**Work instructions:** Your task is to transcribe all of the records exactly and leave out the pictures.

**Source information:**
-- Opening Marker --

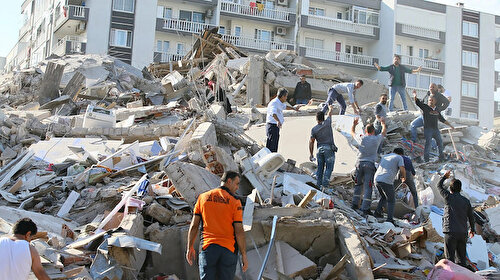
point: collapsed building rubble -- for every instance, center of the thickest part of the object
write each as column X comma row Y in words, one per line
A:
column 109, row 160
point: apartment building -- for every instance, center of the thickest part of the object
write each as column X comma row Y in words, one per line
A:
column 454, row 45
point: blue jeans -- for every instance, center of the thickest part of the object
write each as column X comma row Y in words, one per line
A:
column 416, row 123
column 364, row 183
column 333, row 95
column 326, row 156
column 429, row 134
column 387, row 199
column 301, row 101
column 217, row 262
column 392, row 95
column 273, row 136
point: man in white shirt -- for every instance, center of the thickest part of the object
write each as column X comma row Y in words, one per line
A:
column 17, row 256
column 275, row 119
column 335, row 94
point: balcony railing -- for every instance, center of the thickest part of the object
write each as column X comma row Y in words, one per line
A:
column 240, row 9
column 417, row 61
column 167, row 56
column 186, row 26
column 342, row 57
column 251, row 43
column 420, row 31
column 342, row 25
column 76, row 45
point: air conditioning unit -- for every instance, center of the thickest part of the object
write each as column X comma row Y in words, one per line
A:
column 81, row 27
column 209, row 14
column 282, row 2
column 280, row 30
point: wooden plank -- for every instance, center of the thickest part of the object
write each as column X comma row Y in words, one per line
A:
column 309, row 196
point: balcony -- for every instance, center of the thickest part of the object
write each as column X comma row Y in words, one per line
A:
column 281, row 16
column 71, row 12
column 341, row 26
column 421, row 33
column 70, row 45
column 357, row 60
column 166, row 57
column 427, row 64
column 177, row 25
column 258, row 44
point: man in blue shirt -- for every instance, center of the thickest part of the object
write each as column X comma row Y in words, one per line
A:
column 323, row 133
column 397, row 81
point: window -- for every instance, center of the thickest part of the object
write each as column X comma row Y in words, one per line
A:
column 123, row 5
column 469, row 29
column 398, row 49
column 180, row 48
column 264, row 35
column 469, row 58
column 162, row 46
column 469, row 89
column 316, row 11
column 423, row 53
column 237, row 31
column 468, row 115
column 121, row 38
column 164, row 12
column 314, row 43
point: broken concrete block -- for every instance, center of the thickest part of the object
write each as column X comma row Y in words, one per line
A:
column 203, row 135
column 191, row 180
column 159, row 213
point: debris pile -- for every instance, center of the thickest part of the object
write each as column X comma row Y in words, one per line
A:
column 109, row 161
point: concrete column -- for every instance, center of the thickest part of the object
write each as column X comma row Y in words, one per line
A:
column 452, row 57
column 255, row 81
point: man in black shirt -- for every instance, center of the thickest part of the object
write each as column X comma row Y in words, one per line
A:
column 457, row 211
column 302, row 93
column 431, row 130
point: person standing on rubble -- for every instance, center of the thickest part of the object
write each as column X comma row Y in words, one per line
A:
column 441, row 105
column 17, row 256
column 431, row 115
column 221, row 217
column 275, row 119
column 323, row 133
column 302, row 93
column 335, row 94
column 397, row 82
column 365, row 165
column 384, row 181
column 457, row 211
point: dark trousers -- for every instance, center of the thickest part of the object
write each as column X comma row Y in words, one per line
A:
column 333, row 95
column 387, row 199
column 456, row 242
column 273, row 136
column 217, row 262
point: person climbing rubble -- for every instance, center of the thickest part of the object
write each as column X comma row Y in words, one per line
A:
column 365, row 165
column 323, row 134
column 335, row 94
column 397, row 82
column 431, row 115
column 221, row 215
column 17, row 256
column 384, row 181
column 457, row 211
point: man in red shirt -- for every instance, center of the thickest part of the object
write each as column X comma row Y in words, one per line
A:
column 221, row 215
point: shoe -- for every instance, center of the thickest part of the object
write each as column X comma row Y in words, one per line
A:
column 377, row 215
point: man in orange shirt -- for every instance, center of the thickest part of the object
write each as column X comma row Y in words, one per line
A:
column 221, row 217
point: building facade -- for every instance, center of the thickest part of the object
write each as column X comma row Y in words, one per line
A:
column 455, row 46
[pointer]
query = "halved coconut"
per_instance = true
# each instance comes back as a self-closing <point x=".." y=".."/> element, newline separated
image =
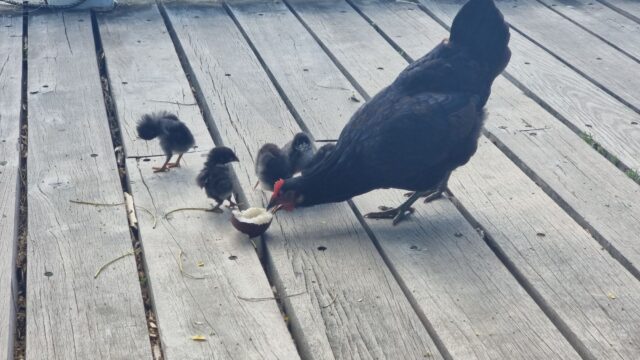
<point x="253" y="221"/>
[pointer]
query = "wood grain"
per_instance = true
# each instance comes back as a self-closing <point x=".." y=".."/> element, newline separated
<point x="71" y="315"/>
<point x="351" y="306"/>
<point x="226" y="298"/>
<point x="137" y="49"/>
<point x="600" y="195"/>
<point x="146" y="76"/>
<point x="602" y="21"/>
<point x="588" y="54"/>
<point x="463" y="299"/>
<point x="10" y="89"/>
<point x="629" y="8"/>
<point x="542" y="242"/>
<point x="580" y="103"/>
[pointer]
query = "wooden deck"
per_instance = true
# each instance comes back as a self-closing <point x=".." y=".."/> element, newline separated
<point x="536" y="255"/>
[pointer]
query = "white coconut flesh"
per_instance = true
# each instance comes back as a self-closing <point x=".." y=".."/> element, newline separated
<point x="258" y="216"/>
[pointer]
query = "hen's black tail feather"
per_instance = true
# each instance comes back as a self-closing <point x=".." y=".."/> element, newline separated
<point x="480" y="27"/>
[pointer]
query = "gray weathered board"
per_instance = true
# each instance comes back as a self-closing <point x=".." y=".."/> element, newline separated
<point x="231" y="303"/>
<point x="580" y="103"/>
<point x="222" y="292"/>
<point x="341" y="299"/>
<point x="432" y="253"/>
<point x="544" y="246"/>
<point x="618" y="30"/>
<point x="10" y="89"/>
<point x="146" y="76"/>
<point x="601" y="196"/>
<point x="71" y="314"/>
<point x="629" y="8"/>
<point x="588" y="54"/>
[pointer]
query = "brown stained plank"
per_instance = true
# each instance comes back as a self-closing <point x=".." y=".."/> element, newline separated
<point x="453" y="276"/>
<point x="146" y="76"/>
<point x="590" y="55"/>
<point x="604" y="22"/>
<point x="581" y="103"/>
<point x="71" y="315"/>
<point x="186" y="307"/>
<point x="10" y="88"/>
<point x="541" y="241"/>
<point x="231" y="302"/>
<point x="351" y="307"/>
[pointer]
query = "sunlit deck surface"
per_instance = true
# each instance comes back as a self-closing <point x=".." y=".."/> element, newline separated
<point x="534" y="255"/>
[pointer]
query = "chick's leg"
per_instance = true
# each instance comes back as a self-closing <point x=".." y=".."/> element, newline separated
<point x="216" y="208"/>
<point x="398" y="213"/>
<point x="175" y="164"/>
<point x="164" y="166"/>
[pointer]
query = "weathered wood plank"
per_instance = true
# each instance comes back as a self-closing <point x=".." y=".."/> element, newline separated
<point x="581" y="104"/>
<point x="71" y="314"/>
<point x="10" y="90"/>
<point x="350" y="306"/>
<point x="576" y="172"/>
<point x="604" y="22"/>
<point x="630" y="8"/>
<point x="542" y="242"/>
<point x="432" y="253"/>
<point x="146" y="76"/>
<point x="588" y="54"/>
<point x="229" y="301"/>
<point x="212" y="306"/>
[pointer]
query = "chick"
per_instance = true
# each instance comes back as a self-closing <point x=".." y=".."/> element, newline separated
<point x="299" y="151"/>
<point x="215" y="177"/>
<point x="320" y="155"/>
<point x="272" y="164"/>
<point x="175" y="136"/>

-- Closing Marker --

**Result of the task:**
point: collapsed building rubble -- for every instance, center of the thickest part of the object
write each as column X comma row Y in words, one per line
A:
column 109, row 160
point: apartment building -- for every instance, center of the thickest part of the object
write each as column X comma row Y in words, one per line
A:
column 454, row 45
point: blue jeans -- for every instance, center of the thickest part of the object
write each as column X comma row Y in words, one per line
A:
column 416, row 123
column 364, row 183
column 333, row 95
column 326, row 156
column 429, row 134
column 387, row 199
column 301, row 101
column 217, row 262
column 392, row 95
column 273, row 136
point: man in white shirt -- for every instance, center of the thickest part of the object
write each as column X comma row Y in words, one per line
A:
column 17, row 256
column 275, row 119
column 335, row 94
point: balcony railing -- for every instance, center of the thickest part of the object
write each as column X comma row Y in words, one per line
A:
column 240, row 9
column 417, row 61
column 167, row 56
column 186, row 26
column 342, row 57
column 251, row 43
column 420, row 31
column 342, row 25
column 76, row 45
point: air conditioning unit -- for every instance, center of the thickest part of the object
write each as column X comma row Y in words, one per line
A:
column 81, row 27
column 209, row 14
column 282, row 2
column 280, row 30
point: wooden plank -- for every instance, center of the thickest part of the object
write each as column X comma row Y in words, one per line
A:
column 309, row 196
point: balcony -- for every instance, center of the thickest part of the object
write each as column X comma row Y in words, one per line
A:
column 281, row 16
column 71, row 12
column 341, row 26
column 421, row 33
column 70, row 45
column 357, row 60
column 166, row 57
column 427, row 64
column 177, row 25
column 258, row 44
point: man in blue shirt -- for every instance, center of the thickest part of the object
write each as column X comma row Y in words, one per line
A:
column 323, row 133
column 397, row 81
point: window -- for every instance, center of the thickest part of the object
write each as column X comma row Y in words, one per line
A:
column 123, row 5
column 469, row 29
column 398, row 49
column 180, row 48
column 264, row 35
column 469, row 58
column 162, row 46
column 469, row 89
column 316, row 11
column 423, row 53
column 237, row 31
column 468, row 115
column 121, row 38
column 164, row 12
column 314, row 43
point: broken concrete block -- for every instance, center of the thickest part of the object
write each as column X comma row Y in words, one per line
A:
column 203, row 135
column 191, row 180
column 159, row 213
point: debris pile -- for every instance, center of the thickest part of the object
write each as column X comma row Y in words, one per line
A:
column 109, row 161
point: concrete column -- for every instance, center of the thickest part of the object
write each as column X comma row Y in words, one per line
A:
column 452, row 57
column 255, row 81
point: man in black shirt -- for every instance, center of the thickest part of the object
write each as column X comma row Y in words, one per line
A:
column 457, row 211
column 302, row 93
column 431, row 130
point: person standing on rubble -- for every instance, center of the thickest part of the object
write each as column X comma row Y in words, one per line
A:
column 441, row 105
column 17, row 256
column 431, row 115
column 221, row 217
column 275, row 119
column 323, row 133
column 302, row 93
column 335, row 94
column 397, row 82
column 365, row 165
column 384, row 181
column 457, row 211
point: dark trousers -- for every instance, center of the thickest part of the object
write each as column X comma row Y in words, one per line
A:
column 333, row 95
column 387, row 199
column 456, row 242
column 273, row 136
column 217, row 262
point: person climbing rubble -- for every instance, center of the thickest part of the object
write each as column X comma row Y in words, one per line
A:
column 365, row 165
column 323, row 134
column 335, row 94
column 397, row 82
column 431, row 115
column 221, row 215
column 17, row 256
column 384, row 181
column 457, row 211
point: man in red shirt -- for every instance, center of the thickest part of the object
write each as column X comma row Y in words, one per line
A:
column 221, row 215
point: shoe -- for every instance, center of the thickest part of the object
write each as column X comma row Y in words, one per line
A:
column 377, row 215
point: man in orange shirt -- for every instance, center of the thickest part of the object
write each as column X comma row Y in words, one per line
A:
column 221, row 217
point: building facade -- for every instance, center of the thickest part of the object
write each as column X comma row Y in words, one per line
A:
column 455, row 46
[pointer]
query = "halved coconut"
per_instance = true
# each instance comes back as a self-closing <point x=".." y=".."/> element, newline separated
image =
<point x="253" y="221"/>
[pointer]
query = "wood grain"
per_instance = true
# each instance comes back as a self-closing <point x=".." y=".."/> element, newline separated
<point x="71" y="315"/>
<point x="351" y="306"/>
<point x="226" y="298"/>
<point x="137" y="49"/>
<point x="600" y="195"/>
<point x="146" y="76"/>
<point x="602" y="21"/>
<point x="588" y="54"/>
<point x="463" y="299"/>
<point x="10" y="89"/>
<point x="629" y="8"/>
<point x="542" y="242"/>
<point x="580" y="103"/>
[pointer]
query = "wooden deck"
per_instance = true
# each instance comes back as a self-closing <point x=".." y=".."/> element, newline separated
<point x="536" y="255"/>
[pointer]
query = "white coconut flesh"
per_instance = true
# each instance comes back as a self-closing <point x=".." y=".."/> element, newline separated
<point x="258" y="216"/>
[pointer]
query = "hen's black tail feather"
per_instance = true
# each instance comes back as a self-closing <point x=".." y=".."/> element, newline separated
<point x="480" y="27"/>
[pointer]
query = "gray weathered board"
per_instance = true
# each instance comes back as a self-closing <point x=".." y=".."/> element, newline separated
<point x="231" y="303"/>
<point x="580" y="103"/>
<point x="222" y="292"/>
<point x="341" y="299"/>
<point x="432" y="253"/>
<point x="544" y="246"/>
<point x="618" y="30"/>
<point x="10" y="89"/>
<point x="146" y="76"/>
<point x="601" y="196"/>
<point x="71" y="314"/>
<point x="629" y="8"/>
<point x="588" y="54"/>
[pointer]
query = "brown stained plank"
per_instance = true
# each instance comes back as a self-closing <point x=".." y=".."/> element, newline separated
<point x="453" y="276"/>
<point x="146" y="76"/>
<point x="590" y="55"/>
<point x="604" y="22"/>
<point x="581" y="103"/>
<point x="71" y="315"/>
<point x="186" y="307"/>
<point x="10" y="88"/>
<point x="541" y="241"/>
<point x="231" y="302"/>
<point x="351" y="307"/>
[pointer]
query = "sunlit deck surface"
per_instance = true
# each instance comes back as a self-closing <point x=".." y=".."/> element, newline separated
<point x="534" y="255"/>
[pointer]
query = "chick's leg"
per_instance = true
# each instance comes back as a self-closing <point x=".." y=".."/> element, newline separated
<point x="216" y="208"/>
<point x="398" y="213"/>
<point x="175" y="164"/>
<point x="164" y="166"/>
[pointer]
query = "weathered wood plank"
per_instance = true
# each instance comes back as a self-closing <point x=".." y=".."/> element, newline separated
<point x="581" y="104"/>
<point x="71" y="314"/>
<point x="10" y="90"/>
<point x="350" y="306"/>
<point x="576" y="172"/>
<point x="604" y="22"/>
<point x="630" y="8"/>
<point x="542" y="242"/>
<point x="432" y="253"/>
<point x="146" y="76"/>
<point x="588" y="54"/>
<point x="229" y="301"/>
<point x="212" y="306"/>
[pointer]
query = "chick"
per_instance = true
# each instance comes back as a self-closing <point x=".." y=".."/> element, newline separated
<point x="299" y="151"/>
<point x="215" y="177"/>
<point x="320" y="155"/>
<point x="272" y="164"/>
<point x="175" y="136"/>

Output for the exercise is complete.